[Labeled-object pointing entries]
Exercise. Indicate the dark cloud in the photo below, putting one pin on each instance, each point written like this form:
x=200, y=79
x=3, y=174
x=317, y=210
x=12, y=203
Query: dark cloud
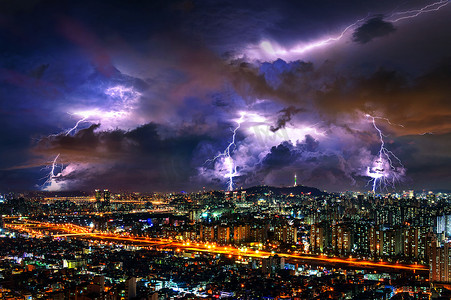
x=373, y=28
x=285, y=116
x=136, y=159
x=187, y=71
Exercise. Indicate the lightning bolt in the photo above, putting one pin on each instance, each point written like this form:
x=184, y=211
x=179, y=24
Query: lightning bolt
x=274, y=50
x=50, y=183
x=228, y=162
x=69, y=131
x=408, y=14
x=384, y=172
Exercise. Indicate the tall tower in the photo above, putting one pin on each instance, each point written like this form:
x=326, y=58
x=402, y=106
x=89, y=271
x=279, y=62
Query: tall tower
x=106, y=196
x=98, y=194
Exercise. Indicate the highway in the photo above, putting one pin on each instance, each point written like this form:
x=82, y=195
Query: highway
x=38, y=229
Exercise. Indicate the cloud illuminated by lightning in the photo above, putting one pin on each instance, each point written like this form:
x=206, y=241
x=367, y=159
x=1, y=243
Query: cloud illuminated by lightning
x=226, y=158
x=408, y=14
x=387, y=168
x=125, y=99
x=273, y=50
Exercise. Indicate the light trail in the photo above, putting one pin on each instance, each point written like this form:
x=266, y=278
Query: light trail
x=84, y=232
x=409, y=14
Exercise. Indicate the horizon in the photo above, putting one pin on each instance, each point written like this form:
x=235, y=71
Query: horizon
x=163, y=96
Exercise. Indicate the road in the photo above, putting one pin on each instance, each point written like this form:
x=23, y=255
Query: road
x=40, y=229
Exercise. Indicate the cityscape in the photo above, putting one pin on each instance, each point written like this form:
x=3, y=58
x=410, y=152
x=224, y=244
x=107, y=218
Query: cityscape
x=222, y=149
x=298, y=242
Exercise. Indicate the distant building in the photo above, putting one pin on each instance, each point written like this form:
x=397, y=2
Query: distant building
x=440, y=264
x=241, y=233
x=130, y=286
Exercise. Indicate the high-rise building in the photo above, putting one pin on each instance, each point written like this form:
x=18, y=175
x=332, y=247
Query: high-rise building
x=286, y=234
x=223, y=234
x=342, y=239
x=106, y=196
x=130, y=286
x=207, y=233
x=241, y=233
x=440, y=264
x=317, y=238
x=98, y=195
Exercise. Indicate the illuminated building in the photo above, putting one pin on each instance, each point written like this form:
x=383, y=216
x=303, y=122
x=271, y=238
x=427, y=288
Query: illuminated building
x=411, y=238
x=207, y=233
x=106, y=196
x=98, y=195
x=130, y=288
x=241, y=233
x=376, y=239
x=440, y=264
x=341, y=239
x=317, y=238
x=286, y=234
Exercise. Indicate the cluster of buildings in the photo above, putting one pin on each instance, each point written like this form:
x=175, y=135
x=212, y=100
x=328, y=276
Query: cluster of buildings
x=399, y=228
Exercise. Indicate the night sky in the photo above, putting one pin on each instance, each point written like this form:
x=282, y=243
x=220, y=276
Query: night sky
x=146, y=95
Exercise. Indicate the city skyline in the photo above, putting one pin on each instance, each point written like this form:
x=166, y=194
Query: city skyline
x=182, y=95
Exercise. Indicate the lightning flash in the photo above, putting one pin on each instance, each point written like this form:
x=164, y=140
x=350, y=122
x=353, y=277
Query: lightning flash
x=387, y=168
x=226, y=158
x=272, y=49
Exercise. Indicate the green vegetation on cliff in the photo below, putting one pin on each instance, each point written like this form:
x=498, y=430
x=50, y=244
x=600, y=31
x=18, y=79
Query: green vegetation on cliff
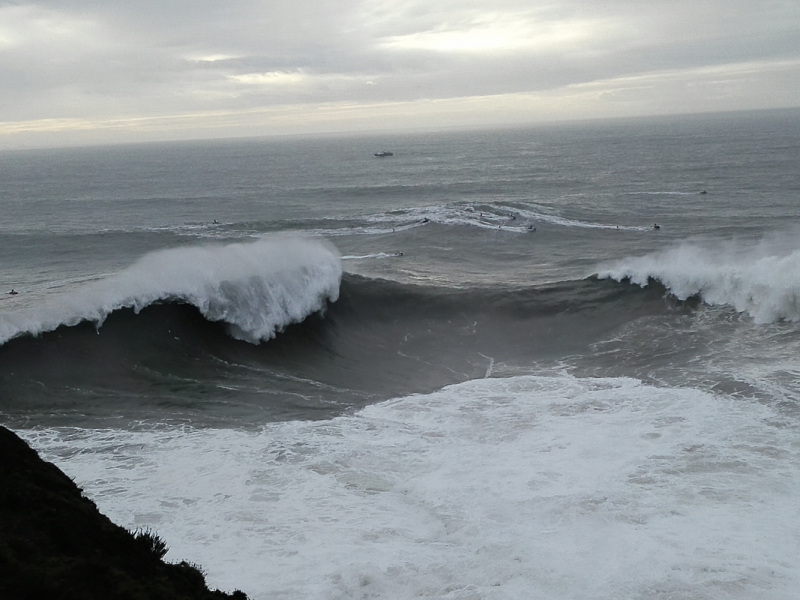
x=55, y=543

**TASK TO CARRY OUT:**
Copy out all of the records above line for line, omitting the pictures.

**FINISHED ANSWER:**
Exercise. Indicate the dark cloud in the photo below, putting one pin on each instance, each point written like this form:
x=200, y=79
x=3, y=174
x=317, y=210
x=12, y=203
Query: dark cloud
x=373, y=28
x=285, y=116
x=136, y=159
x=187, y=71
Exercise. Indicate the lightning bolt in the photo above, putting one pin on each instance, each point written like this form:
x=184, y=211
x=179, y=24
Query: lightning bolt
x=274, y=50
x=50, y=183
x=228, y=162
x=69, y=131
x=408, y=14
x=384, y=172
Exercise. Indicate the tall tower in the photo above, putting one pin on each instance, each point written like this form:
x=326, y=58
x=402, y=106
x=89, y=271
x=279, y=62
Query: tall tower
x=106, y=196
x=98, y=194
Exercise. Indicate the highway in the photo above, putting one pin on each instance, each point written like this form:
x=82, y=195
Query: highway
x=38, y=229
Exercise. Indicate the cloud illuminated by lightning in the photo above, putting one pin on each instance, each point written like this form:
x=206, y=241
x=367, y=159
x=1, y=243
Query: cloud illuminated by lightning
x=226, y=158
x=408, y=14
x=387, y=168
x=125, y=99
x=273, y=50
Exercise. Indicate the light trail in the photo above, putting one pin on each instance, each point written like this form:
x=266, y=278
Query: light trail
x=84, y=232
x=409, y=14
Exercise. Indicate the horizon in the photo above, putting one pin on each instance, each point written like this form:
x=235, y=71
Query: horizon
x=163, y=96
Exercise. Indicate the road in the photo above, putting one pin on each instance, each point written like this form:
x=23, y=255
Query: road
x=40, y=229
Exercise. Indicate the cityscape in the photo above, putting one pin on each instance, each point written like this form:
x=3, y=58
x=410, y=152
x=224, y=244
x=107, y=218
Query: cityscape
x=222, y=149
x=298, y=242
Exercise. Indicate the distant building in the photo above, putting one pin on each instance, each point written like this form:
x=397, y=2
Query: distant building
x=440, y=264
x=241, y=233
x=130, y=286
Exercise. Indicate the high-rise building in the photo above, putting one pin on each instance, each point written like this form:
x=18, y=175
x=332, y=247
Query: high-rise building
x=286, y=234
x=223, y=234
x=342, y=239
x=106, y=196
x=130, y=286
x=207, y=233
x=241, y=233
x=440, y=264
x=317, y=238
x=98, y=195
Exercise. Indicate the illuminated building in the photo above, putting one pin on each instance, each point written like this form:
x=383, y=216
x=303, y=122
x=271, y=238
x=427, y=288
Query: illuminated building
x=411, y=238
x=207, y=233
x=106, y=196
x=98, y=195
x=130, y=288
x=241, y=233
x=376, y=239
x=440, y=264
x=341, y=239
x=317, y=238
x=286, y=234
Exercise. Indicate the cluster of buildings in the photo above, putting one pin on each instance, each point written like this form:
x=175, y=135
x=212, y=100
x=328, y=276
Query: cluster of buildings
x=399, y=228
Exercise. Indicate the night sky in the photo above, putting one pin on each instance, each point written like this form:
x=282, y=243
x=220, y=276
Query: night sky
x=146, y=95
Exercise. Indicate the city skyline in the photo above, putting one pin on each instance, each point written like this form:
x=166, y=194
Query: city skyline
x=182, y=95
Exercise. Indicate the lightning flash in the photo above, putting one pin on each instance, each point written like this form:
x=164, y=140
x=350, y=122
x=353, y=277
Query: lightning flash
x=387, y=168
x=226, y=158
x=272, y=49
Exercise. Indicate the green vegetation on cliff in the photo below, putting one pin on each instance, each point written like this form:
x=498, y=430
x=50, y=244
x=600, y=31
x=18, y=79
Query: green vegetation on cliff
x=55, y=543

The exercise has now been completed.